_SELECTED PASSAGE_:
───

Going straight is a struggle for True Detective
C-

What’s lurking in the shadows of downtown L.A. is just a rack of dull suits. Corruption is a drag.

Season two is serious people doing serious things all the time. None of these characters have ever found anything funny in their lives, and none of them have anything interesting to offer one another (or us) beyond solving the case.

Yikes.
 
I'm really hoping PIzzaman isn't so fucking high on himself he's floated away.

You can tell the dude had a bit of an ego last year, but he backed it up with a very intriguing, creepy philosophical horror story.

He seems to be going for a straight pulp crime story here, but drenched in philosophical monologues and soliloquies.
 
psychological horror? why you using these meaningless buzzwords brah? this show never ventured into that.

it was a straight up detective show, set in louisiana backwoods. philosophical at times though for sure, but never really ventured into psych-horror. i'd love it if he did for a season though, and gave one director control again.

i hope william friedkin directed the later episodes. the list in the OP is a bunch of flunkies.

edit: lmao, i misread your post. wow.
 
psychological horror? why you using these meaningless buzzwords brah? this show never ventured into that.

it was a straight up detective show, set in louisiana backwoods. philosophical at times though for sure, but never really ventured into psych-horror. i'd love it if he did for a season though, and gave one director control again.

i hope william friedkin directed the later episodes. the list in the OP is a bunch of flunkies.

I never called it psychological horror. I meant it's a philosophical and horror story. I just meant at times it felt like a horror story that's kind of meditative the nature of evil and flaws of people.

My bad, but I didn't say it's a psychological horror story.

Edit: lol
 

duckroll

Member
That Sepinwall review is pretty brutal.

Sounds like Pizzolatto takes a shot at Fukunaga too:



What a fucking manbaby.

It's mentioned in a couple of other reviews, too:

I don't understand this at all. I really want to believe it's just some poorly executed homage or non-malicious in-joke which went badly. It just seems so unreal. Fukunaga is still an executive producer on the show, his contributions to the first season is unquestionable. Why would Pizzaman need to take a potshot at him for no reason? Steinbeck would never have done this! T_T
 

Vagabundo

Member
Vastly lowered expectations once I found out there is no occult aspect to the show. Just seems a regular cop show from the trailers now.
 
Not really surprised if Pizza Man has flown off the rails. Idk, still hyped for Sunday but he definitely gives off an asshole vibe lmao.

What I wanna know if has it been announced if the opening song has been changed?

───

_RECORDS SHOWN_:
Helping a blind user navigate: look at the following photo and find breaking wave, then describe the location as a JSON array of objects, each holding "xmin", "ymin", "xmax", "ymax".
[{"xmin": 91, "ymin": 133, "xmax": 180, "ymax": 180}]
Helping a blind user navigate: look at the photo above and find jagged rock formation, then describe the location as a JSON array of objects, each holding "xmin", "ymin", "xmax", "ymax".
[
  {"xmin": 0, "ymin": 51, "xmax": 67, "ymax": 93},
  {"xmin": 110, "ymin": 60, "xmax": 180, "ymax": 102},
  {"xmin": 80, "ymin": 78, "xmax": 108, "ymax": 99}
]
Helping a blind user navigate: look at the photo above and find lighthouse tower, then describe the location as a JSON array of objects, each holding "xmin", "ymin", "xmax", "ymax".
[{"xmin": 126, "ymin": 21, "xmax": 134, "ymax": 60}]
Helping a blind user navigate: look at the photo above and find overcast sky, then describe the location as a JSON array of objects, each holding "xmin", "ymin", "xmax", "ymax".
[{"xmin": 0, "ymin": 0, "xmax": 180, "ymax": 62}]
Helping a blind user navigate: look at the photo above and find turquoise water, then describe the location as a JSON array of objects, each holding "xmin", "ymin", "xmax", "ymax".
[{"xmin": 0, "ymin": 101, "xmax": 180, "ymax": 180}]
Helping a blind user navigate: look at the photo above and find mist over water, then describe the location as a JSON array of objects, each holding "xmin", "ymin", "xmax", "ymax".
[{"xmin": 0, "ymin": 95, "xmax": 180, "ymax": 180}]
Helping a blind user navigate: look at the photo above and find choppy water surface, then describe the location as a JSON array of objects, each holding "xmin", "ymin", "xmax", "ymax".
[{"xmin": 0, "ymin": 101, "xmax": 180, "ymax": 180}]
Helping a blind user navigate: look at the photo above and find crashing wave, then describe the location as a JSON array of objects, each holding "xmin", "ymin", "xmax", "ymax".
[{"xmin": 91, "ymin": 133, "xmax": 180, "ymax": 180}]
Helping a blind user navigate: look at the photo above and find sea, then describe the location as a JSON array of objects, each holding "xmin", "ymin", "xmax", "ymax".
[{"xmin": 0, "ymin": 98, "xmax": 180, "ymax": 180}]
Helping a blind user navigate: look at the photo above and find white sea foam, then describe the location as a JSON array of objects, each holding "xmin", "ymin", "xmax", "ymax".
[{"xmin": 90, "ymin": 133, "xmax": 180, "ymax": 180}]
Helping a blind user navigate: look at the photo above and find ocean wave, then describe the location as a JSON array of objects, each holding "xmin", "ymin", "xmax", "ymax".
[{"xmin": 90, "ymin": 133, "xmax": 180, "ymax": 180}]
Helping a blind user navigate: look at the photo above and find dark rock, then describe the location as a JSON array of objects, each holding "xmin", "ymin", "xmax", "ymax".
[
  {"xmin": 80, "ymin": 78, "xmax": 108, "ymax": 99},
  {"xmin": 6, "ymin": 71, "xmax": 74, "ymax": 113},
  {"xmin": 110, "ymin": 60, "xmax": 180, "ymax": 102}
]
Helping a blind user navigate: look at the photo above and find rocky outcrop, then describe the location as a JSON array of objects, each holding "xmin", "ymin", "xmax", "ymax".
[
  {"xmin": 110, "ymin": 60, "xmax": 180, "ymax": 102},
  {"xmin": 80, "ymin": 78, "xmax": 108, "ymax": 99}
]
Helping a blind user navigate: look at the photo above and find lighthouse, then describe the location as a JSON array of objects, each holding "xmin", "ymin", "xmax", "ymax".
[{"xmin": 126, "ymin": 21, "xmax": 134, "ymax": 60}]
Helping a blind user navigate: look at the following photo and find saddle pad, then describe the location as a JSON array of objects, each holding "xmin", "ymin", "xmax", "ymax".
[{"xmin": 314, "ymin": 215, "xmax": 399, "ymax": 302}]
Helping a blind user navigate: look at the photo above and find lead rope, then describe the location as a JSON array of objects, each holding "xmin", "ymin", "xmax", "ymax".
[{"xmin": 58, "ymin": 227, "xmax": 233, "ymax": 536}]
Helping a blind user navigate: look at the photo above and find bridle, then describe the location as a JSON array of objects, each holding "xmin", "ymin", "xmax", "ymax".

───

_SHORT TASK 1_: In the True Detective thread, which director does one commenter hope directed the later episodes?
_SHORT TASK 2_: List every person named in the True Detective thread, leaving out the posters' usernames and treating a nickname as the same person.
The records have nothing to do with the True Detective thread.

_TASK ANSWER 1_: William Friedkin

_TASK ANSWER 2_: Pizzolatto (also called Pizzaman or Pizza Man), Fukunaga, Sepinwall, William Friedkin, Steinbeck